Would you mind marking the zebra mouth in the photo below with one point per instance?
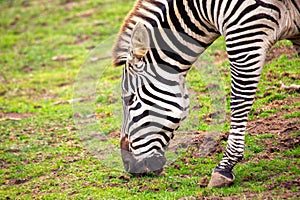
(153, 164)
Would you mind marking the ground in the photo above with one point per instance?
(43, 155)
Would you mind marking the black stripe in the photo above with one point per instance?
(257, 17)
(239, 31)
(165, 136)
(148, 143)
(246, 35)
(233, 11)
(243, 50)
(247, 10)
(245, 42)
(149, 94)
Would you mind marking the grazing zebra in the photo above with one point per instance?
(158, 43)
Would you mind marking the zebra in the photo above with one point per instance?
(156, 61)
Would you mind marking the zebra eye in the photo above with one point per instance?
(128, 100)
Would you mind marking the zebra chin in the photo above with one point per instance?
(138, 167)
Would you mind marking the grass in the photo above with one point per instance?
(42, 155)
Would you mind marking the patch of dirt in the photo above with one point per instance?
(275, 52)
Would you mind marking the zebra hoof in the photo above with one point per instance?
(219, 180)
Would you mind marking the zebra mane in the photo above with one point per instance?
(120, 50)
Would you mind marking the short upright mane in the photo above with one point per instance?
(120, 49)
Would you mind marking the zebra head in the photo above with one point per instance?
(155, 100)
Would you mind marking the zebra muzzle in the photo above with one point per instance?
(153, 163)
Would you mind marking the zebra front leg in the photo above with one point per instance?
(245, 74)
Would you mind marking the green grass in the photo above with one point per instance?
(43, 46)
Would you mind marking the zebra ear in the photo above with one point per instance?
(140, 41)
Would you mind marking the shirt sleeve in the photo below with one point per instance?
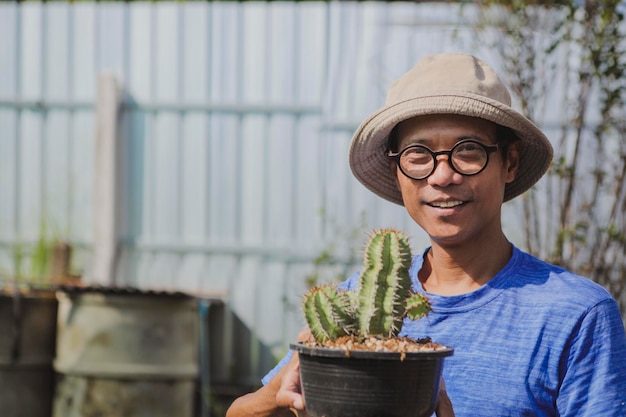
(594, 371)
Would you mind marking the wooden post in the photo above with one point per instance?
(106, 194)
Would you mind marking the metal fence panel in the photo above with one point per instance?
(235, 124)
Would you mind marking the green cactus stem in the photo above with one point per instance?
(385, 284)
(328, 313)
(384, 297)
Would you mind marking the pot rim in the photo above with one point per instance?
(328, 352)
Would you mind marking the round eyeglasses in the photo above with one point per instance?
(467, 157)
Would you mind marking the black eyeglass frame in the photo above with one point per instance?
(489, 149)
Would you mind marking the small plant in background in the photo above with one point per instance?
(41, 262)
(383, 299)
(328, 266)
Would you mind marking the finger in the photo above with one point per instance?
(444, 405)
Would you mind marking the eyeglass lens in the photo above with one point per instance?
(466, 157)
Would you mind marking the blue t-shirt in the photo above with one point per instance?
(536, 340)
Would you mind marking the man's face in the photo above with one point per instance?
(453, 208)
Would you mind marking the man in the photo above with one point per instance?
(530, 339)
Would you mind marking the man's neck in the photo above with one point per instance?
(454, 270)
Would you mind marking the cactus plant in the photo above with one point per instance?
(383, 299)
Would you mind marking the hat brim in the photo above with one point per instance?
(371, 166)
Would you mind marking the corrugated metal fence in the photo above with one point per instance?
(235, 124)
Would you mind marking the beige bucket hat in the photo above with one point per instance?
(449, 83)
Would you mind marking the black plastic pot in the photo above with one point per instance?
(370, 384)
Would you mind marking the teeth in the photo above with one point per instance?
(447, 204)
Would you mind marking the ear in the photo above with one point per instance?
(511, 164)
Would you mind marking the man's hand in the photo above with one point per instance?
(290, 392)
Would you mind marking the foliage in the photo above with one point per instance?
(32, 262)
(383, 299)
(577, 216)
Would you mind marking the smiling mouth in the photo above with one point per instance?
(446, 204)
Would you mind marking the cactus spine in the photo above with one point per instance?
(383, 300)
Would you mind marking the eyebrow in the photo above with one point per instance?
(428, 142)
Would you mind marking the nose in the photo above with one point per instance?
(444, 175)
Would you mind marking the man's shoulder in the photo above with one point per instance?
(557, 283)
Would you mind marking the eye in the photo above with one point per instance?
(416, 155)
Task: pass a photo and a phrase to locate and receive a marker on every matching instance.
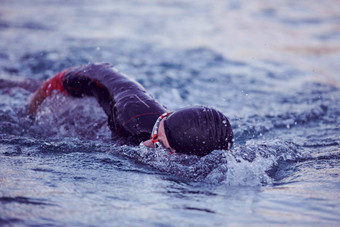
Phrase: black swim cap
(198, 130)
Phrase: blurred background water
(271, 67)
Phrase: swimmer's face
(161, 138)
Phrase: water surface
(271, 68)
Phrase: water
(272, 68)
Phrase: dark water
(272, 68)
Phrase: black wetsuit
(131, 111)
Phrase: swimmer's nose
(149, 143)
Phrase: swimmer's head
(194, 130)
(198, 131)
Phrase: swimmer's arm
(53, 84)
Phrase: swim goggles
(155, 141)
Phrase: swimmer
(136, 116)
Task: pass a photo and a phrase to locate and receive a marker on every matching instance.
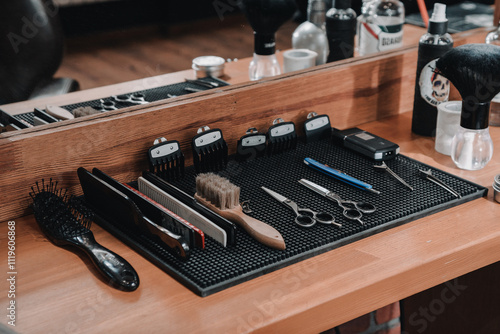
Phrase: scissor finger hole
(366, 207)
(305, 221)
(352, 214)
(324, 218)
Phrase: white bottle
(494, 38)
(381, 26)
(311, 34)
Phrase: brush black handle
(115, 268)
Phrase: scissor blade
(274, 194)
(314, 187)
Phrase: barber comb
(252, 145)
(209, 150)
(166, 159)
(281, 137)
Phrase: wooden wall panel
(351, 92)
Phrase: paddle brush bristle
(474, 69)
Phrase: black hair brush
(474, 70)
(55, 214)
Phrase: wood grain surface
(59, 291)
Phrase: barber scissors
(352, 210)
(135, 98)
(304, 217)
-=-=-=-=-
### YOUR TASK
Starting at the line that contains "Phrase: scissor finger hole", copy each line through the last line of the listing, and copy nothing else.

### WORKED SOLUTION
Phrase: scissor finger hole
(366, 207)
(305, 221)
(352, 214)
(324, 218)
Phrase: white bottle
(494, 38)
(381, 26)
(311, 34)
Phrase: brush black handle
(115, 268)
Phrase: scissor blade
(274, 194)
(314, 187)
Phrase: barber comb
(252, 145)
(209, 150)
(166, 159)
(281, 137)
Phrase: wooden wall panel
(351, 92)
Phrase: paddle brush bristle
(474, 69)
Phrase: black hair brush
(474, 70)
(55, 214)
Phrase: wood grain surface
(59, 291)
Phrase: barber scissors
(352, 210)
(135, 98)
(304, 217)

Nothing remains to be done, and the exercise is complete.